Glut4-mediated glucose uptake represents the rate-limiting step of insulin-stimulated glucose disposal, and type 2 diabetes is associated with impaired translocation of Glut4 to the cell surface. The insulin-responsive pool of Glut4 is localized in intracellular membrane vesicles, or IRVs, that deliver Glut4 to the plasma membrane. Proteomics analyses performed in our and other laboratories have shown that, in addition to Glut4, these vesicles contain three major proteins, sortilin, IRAP, and LRP1. Our hypothesis is that sortilin represents the "proactive" component of the IRVs which is responsible for their formation and insulin responsiveness, whereas other IRV proteins including Glut4 may just be "passive cargo" in this compartment. However, sortilin cannot perform its biological functions without regulatory proteins that interact with its cytoplasmic tail.
In Specific Aim 1, w propose to isolate and to identify these proteins by mass-spectrometry. Another important biological role of sortilin is to maintain normal levels of the Glut4 protein in adipocytes by retrieving it from endosomes. The specific mechanism of Glut4 retrieval is unknown and will be explored in Specific Aim 2. In addition to its role in the "Glut4 pathway", sortilin plays an important role in protein targeting from Golgi to lysosomes. In the previous funding period, we have found that sortilin interacts with adiponectin and facilitates its lysosomal degradation thus regulating adiponectin secretion at a previously unknown post-translational level.
· · ·
* WHAT YOU WILL DO
Continue the text on sortilin and Glut4 vesicles from the point where it stops.

Referring expression data:
· · ·
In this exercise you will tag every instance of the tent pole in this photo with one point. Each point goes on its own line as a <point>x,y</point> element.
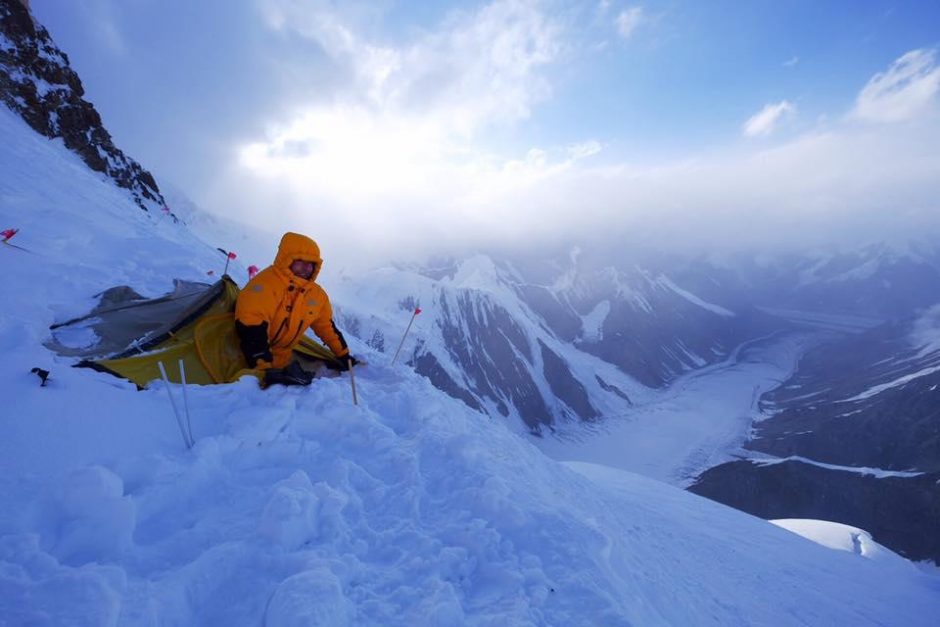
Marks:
<point>189,424</point>
<point>176,412</point>
<point>352,380</point>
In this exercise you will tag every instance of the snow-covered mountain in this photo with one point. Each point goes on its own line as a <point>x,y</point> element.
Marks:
<point>853,435</point>
<point>871,283</point>
<point>37,83</point>
<point>296,507</point>
<point>542,343</point>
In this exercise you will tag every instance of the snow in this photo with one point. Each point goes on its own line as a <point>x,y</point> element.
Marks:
<point>701,420</point>
<point>878,389</point>
<point>878,473</point>
<point>695,300</point>
<point>592,324</point>
<point>846,538</point>
<point>296,507</point>
<point>925,334</point>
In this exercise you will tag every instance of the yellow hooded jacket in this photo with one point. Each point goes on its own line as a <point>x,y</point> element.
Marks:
<point>282,306</point>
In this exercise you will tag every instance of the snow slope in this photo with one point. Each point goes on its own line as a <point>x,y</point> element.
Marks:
<point>297,508</point>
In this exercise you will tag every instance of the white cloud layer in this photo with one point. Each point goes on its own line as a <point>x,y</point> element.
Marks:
<point>908,89</point>
<point>396,166</point>
<point>628,20</point>
<point>765,121</point>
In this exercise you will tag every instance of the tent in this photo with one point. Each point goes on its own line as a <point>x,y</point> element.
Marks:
<point>128,335</point>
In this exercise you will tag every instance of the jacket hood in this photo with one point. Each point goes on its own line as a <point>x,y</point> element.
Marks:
<point>296,246</point>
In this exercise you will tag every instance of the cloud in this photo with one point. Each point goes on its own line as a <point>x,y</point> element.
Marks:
· · ·
* FINAL ANSWER
In Specific Aim 3, we will test the hypothesis that sortilin targets adiponectin for degradation in lysosomes in an acyl CoA-dependent fashion.

Public Health Relevance

Impaired translocation of Glut4 to the cell surface represents the key factor for the development of type 2 diabetes mellitus. Recent studies point out to the cell biology of Glut4 recycling as a potential site of primary diabetes-related abnormalities. We propose to explore several unknown aspects of Glut4 traffic which will shed light on the molecular nature of insulin resistance and diabetes.

Agency
National Institute of Health (NIH)
Institute
National Institute of Diabetes and Digestive and Kidney Diseases (NIDDK)
Type
High Priority, Short Term Project Award (R56)
Project #
2R56DK052057-16
Application #
8845323
Study Section
Cellular Aspects of Diabetes and Obesity Study Section (CADO)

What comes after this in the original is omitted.